[Annotated coordinate records]

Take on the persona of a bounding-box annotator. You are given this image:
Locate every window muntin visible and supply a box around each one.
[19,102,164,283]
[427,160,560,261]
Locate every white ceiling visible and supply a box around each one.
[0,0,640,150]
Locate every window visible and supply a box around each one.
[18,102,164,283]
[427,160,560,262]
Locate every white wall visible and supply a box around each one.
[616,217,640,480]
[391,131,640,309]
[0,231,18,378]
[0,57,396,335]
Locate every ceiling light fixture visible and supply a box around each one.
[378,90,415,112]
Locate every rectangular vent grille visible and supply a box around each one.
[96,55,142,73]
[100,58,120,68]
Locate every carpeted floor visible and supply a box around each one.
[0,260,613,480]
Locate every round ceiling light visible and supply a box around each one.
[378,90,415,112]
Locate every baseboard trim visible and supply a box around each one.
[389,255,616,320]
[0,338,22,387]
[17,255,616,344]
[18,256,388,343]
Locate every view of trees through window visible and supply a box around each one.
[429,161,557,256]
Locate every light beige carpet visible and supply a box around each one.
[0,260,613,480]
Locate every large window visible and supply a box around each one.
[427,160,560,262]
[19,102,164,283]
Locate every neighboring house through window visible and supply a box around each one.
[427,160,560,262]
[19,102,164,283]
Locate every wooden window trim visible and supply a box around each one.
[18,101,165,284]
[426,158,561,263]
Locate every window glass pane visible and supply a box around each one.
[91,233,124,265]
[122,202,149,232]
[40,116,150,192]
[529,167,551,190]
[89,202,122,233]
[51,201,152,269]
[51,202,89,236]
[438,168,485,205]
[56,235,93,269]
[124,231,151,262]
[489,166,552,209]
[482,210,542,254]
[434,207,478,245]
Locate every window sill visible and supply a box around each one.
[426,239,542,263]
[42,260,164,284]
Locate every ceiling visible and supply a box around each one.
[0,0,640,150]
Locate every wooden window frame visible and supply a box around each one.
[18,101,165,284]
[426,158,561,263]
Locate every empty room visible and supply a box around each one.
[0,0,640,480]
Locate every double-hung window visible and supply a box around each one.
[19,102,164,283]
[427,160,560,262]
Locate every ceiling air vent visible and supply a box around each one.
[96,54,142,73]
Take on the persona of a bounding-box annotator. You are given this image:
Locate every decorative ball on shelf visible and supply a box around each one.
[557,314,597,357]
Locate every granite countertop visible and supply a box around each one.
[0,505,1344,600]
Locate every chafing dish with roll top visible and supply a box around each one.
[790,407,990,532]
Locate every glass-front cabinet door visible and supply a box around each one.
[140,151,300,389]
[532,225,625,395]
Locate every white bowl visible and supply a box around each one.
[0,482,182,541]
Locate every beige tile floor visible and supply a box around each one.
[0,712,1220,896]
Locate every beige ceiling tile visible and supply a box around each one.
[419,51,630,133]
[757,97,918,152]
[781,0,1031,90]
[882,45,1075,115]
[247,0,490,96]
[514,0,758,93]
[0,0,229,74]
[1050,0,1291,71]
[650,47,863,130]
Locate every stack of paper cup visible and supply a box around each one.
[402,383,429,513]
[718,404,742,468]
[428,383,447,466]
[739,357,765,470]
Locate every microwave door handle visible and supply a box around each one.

Short task
Reproduce the material above word for word, keeping every line in its original order.

The reply
Take on the persona of a bounding-box annotator. You are given this image:
Locate every window muntin visible and supply a box around each one.
[19,102,164,283]
[427,160,560,261]
Locate every white ceiling visible and supply a box around each one.
[0,0,640,150]
Locate every window visible and supply a box around each one.
[18,102,164,283]
[427,160,560,262]
Locate every white wall visible and supply a box around each one.
[616,217,640,480]
[391,131,640,309]
[0,231,18,378]
[0,57,396,335]
Locate every ceiling light fixture visible and supply a box around each one.
[378,90,415,112]
Locate every rectangular vent grille visible and supply a box around each one.
[96,55,142,73]
[100,58,120,68]
Locate every carpeted floor visible and supply a box around each one.
[0,260,613,480]
Locate every round ceiling light visible and supply a box around each one.
[378,90,415,112]
Locate every baseboard trim visible and supply a box around each one.
[389,255,616,320]
[0,338,22,387]
[17,255,616,344]
[18,256,388,343]
Locate every view of trees through window visible and supply a box around each one.
[429,161,557,256]
Locate every light beige carpet visible and supply a box around each one.
[0,260,613,480]
Locate every large window visible and supply a box around each one.
[427,160,560,262]
[19,102,164,283]
Locate every neighboring house through window visible and supply a box around each one.
[427,160,560,262]
[19,102,164,283]
Locate every wooden window trim visible and supply a box around each one.
[18,101,165,284]
[426,158,561,263]
Locate every window glass pane visible and supply a box around each one.
[91,233,124,265]
[122,202,149,232]
[40,116,150,192]
[529,167,551,190]
[89,202,122,233]
[51,201,152,269]
[51,202,89,236]
[438,168,485,205]
[56,235,93,269]
[124,231,151,262]
[489,166,552,209]
[482,210,542,254]
[434,207,478,245]
Locate every window sill visible and supply a box around each one.
[426,239,542,263]
[42,260,164,284]
Locate every ceiling visible and supply a box around each one.
[0,0,640,150]
Locate every wooden window frame visible and supply a box around each one.
[18,101,165,284]
[426,158,561,263]
Locate every empty room visible and supply a box around each one.
[0,0,640,480]
Locate every double-hung window visible and supply a box around each one.
[19,102,164,283]
[427,160,560,262]
Locate every ceiling air vent visible and supply a box around each one.
[96,54,142,73]
Take on the persona of a bounding-box annotator. You are given this image:
Locate every decorative ball on shelf visible and supply a box around each one.
[557,314,597,357]
Locate every granite countertop visible and supply a box around each one.
[0,505,1344,600]
Locate every chafing dish with roll top visible and supply a box around each one.
[790,407,990,532]
Locate every glass-front cabinet door visible and supply a box around each one.
[140,151,300,389]
[532,225,625,395]
Locate every white bowl visible and supply a box around each one.
[0,482,182,541]
Locate every beige tile floor visible and supply a box around each one.
[0,712,1220,896]
Locate every beige ceiling tile visible and supply a box around each one.
[419,51,630,133]
[757,97,918,152]
[781,0,1031,90]
[882,45,1075,115]
[247,0,490,96]
[514,0,758,93]
[0,0,229,74]
[1050,0,1291,71]
[650,47,863,130]
Locate every stack of paper cup visible and supply a box around each one.
[402,383,429,513]
[718,404,742,468]
[428,383,447,466]
[739,357,765,470]
Locate every microwave door handle visible and supply a box around each one.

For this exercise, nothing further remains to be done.